- _Task details_
Your task is to print all of the data word for word.

** BEGIN Entries provided **

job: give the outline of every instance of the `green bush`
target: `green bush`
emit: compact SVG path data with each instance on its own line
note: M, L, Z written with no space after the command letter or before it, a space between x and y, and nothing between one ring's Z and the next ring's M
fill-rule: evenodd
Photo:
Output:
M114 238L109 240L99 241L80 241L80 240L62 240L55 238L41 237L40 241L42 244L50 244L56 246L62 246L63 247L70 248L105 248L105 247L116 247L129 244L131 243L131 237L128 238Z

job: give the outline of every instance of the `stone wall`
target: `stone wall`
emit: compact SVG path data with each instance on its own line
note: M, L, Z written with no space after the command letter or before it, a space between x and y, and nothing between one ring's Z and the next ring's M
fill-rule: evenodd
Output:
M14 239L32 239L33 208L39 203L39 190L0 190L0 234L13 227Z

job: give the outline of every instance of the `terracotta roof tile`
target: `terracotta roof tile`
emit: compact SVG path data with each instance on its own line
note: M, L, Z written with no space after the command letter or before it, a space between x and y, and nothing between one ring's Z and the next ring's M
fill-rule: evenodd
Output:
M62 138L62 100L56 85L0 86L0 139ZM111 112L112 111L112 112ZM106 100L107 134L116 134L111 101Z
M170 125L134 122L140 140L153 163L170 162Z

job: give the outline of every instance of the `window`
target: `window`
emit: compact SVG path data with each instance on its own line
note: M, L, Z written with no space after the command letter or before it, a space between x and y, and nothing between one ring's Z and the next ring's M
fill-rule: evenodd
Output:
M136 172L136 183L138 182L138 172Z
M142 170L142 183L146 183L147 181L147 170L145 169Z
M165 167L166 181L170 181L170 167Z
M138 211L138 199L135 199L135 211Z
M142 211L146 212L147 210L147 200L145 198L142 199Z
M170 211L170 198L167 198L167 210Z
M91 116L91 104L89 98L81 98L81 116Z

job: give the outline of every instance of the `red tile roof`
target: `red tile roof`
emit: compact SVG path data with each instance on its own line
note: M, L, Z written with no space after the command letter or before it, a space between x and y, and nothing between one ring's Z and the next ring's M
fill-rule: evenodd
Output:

** END Entries provided **

- _Answer below_
job: give the outline of every instance of the `green bush`
target: `green bush`
emit: compact SVG path data with each instance on its own line
note: M, L, Z written with no space after the command letter or before it, a space between x and y, and nothing between one ring's Z and the next ring's M
fill-rule: evenodd
Photo:
Output:
M114 238L109 240L99 241L80 241L80 240L62 240L55 238L41 237L40 241L42 244L50 244L56 246L62 246L63 247L70 248L105 248L105 247L116 247L129 244L131 243L131 237L128 238Z

job: give the outline of every instance of the `stone wall`
target: `stone wall`
emit: compact SVG path data with each instance on its own line
note: M, L, Z written with no space after the command letter or before it, a space between x and y, and nothing between one ring's Z and the next ring's M
fill-rule: evenodd
Output:
M14 239L32 239L33 208L39 203L39 190L0 190L0 234L13 227Z

job: give the outline of every instance of the `terracotta roof tile`
target: `terracotta roof tile`
emit: compact SVG path data with each instance on its own line
note: M, L, Z written with no space after the command letter or before it, a space between x and y, and nothing between one ring's Z and the next ring's M
fill-rule: evenodd
Output:
M62 138L62 100L56 85L0 86L0 139ZM111 112L112 111L112 112ZM106 100L107 134L116 134L111 101Z
M170 125L134 122L140 140L153 163L170 162Z

job: give the outline of every instance of the `window`
target: `window`
emit: compact SVG path data with each instance on its own line
note: M, L, Z written with no space after the command letter or before it, a space between x and y, and nothing between one ring's Z and the next ring's M
fill-rule: evenodd
Output:
M136 172L136 183L138 182L138 172Z
M142 170L142 183L146 183L147 181L147 170L145 169Z
M165 167L166 181L170 181L170 167Z
M138 211L138 199L135 199L135 211Z
M142 211L146 212L147 210L147 200L145 198L142 199Z
M170 211L170 198L167 198L167 210Z
M91 116L91 104L89 98L81 98L81 116Z

job: give the outline of every instance of the `red tile roof`
target: `red tile roof`
emit: compact SVG path data with each instance on its own line
note: M, L, Z written with no space after the command letter or before it, a space between x and y, and nothing between one ring's Z and the next ring's M
fill-rule: evenodd
Output:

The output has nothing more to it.